**Work task 1:** In the euro policy headlines, who issued a statement confirming that the ECB was still an independent central bank?
**Work task 2:** Pick up the euro policy headlines after their last item and continue the text.

Top of Page excerpt

Friday, April 26, 2013

26/4/2013: Meanwhile, Patients Still Run the Euro Policy Asylum...

Headlines (via

  • Angela Merkel: "The European Central Bank would really have to increase the interest rates for Germany";
  • Angela Merkel also said that for other countries, the ECB would have to provide more liquidity for companies;
  • German economics minister Phillip Rosler issued a statement to confirm that the ECB was still an independent central bank;
  • ECB officials, meanwhile, played down expectations that a rate cut would have much of an effect;
  • Joerg Asmussen did not rule out an interest rate cut, but was playing down expectations. He said lower interest rates could work in ways not intended by the ECB, and added that they had virtually no effect in the periphery due to the broken transmission mechanisms;
  • Benoit Coeure as saying that the ECB had done what it can. It was now up to all the European institutions to find ways to solve the problem;
  • Wolfgang Schauble said Italy’s problems were a lack of reforms, and that it would be wrong to blame others for their own misfortune. "... in the eurozone everybody had to solve their own problems. And that is is what Italy needed to do as well. There was no point in asking Germany to take on more debt. Everybody had to run their government in a responsible way";
  • Schauble also said that it would be wrong for member states to depart from austerity path, saying the eurozone problems had nothing to do with strict budget rules, and that "somebody should tell Barroso that".

Bottom of Page excerpt
Top of Supplied material

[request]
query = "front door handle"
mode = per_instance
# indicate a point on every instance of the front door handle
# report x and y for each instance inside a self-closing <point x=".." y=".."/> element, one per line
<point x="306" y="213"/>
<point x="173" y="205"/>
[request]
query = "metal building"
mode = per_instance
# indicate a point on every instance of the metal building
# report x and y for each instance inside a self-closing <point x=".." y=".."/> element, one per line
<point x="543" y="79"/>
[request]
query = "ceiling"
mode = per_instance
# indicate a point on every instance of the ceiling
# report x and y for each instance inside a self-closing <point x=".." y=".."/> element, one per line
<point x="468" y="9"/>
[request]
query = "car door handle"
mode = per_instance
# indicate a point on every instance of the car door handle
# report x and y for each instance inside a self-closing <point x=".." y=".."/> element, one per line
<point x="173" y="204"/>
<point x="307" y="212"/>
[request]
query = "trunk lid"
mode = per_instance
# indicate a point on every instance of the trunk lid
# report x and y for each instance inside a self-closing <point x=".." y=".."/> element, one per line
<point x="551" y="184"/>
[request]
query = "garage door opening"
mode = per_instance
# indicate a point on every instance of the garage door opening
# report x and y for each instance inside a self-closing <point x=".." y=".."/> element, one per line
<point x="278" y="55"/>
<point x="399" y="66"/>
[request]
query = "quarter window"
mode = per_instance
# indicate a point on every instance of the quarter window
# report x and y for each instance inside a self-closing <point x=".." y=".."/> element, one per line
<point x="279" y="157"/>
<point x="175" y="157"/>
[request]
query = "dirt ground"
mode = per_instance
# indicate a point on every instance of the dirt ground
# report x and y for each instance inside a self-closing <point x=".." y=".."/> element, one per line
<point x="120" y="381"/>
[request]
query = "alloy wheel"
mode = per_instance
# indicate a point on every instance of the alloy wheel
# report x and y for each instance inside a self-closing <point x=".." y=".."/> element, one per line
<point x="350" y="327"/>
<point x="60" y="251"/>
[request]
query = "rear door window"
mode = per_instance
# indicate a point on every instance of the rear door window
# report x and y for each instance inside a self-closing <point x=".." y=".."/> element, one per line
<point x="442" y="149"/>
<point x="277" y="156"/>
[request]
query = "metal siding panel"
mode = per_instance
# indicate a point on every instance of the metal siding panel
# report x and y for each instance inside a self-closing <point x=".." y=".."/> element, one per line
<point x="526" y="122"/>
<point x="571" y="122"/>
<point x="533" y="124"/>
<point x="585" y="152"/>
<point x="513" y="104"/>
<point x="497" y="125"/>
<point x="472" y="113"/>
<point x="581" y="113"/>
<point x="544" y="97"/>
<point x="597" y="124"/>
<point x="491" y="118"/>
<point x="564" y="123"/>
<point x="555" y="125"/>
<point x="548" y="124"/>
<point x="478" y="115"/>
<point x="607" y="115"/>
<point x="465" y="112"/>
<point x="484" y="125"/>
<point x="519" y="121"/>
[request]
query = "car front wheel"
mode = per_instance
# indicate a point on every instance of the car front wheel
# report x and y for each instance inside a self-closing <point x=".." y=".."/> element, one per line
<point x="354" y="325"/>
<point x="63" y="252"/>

Bottom of Supplied material

**Answer 1:** German economics minister Phillip Rosler.

**Answer 2:**
Conclusion: rest assured - the screw up known as "Euro area policy" will go on unabated no matter what JMBarosso & Co are saying.

ECB rate cut might come or it might not, but it will be minor (25bps) and one-off (with rates unchanged throughout the rest of the year) and it will do no difference whatsoever, other than fuel anti-inflationary rhetoric in pre-election Germany.

Fiscal policy will remain largely unchanged with some states (France, Italy, even Spain?) adopting an Irish-government approach to 'stimulus': find one-off non-tax, like pensions funds expropriation, to fund 'jobs creation programme', while leaving net fiscal adjustments intact. Which will, of course, amount to short-term reallocation of productive funds to unproductive GDP supports, with medium-term negative impact of tax increases and reduced confidence in economic institutions.